**What this task involves**
Reproduce every line of the data below, requests included, adding 75 to each coordinate value in the answers.
◆ ◆ ◆ ◆ ◆
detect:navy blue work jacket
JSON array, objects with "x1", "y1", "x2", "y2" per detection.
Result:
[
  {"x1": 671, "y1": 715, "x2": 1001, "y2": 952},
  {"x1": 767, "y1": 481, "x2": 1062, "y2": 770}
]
◆ ◆ ◆ ◆ ◆
**The response**
detect:navy blue work jacket
JSON array, objects with "x1", "y1", "x2", "y2" per detection.
Result:
[
  {"x1": 746, "y1": 790, "x2": 1076, "y2": 1027},
  {"x1": 842, "y1": 556, "x2": 1137, "y2": 845}
]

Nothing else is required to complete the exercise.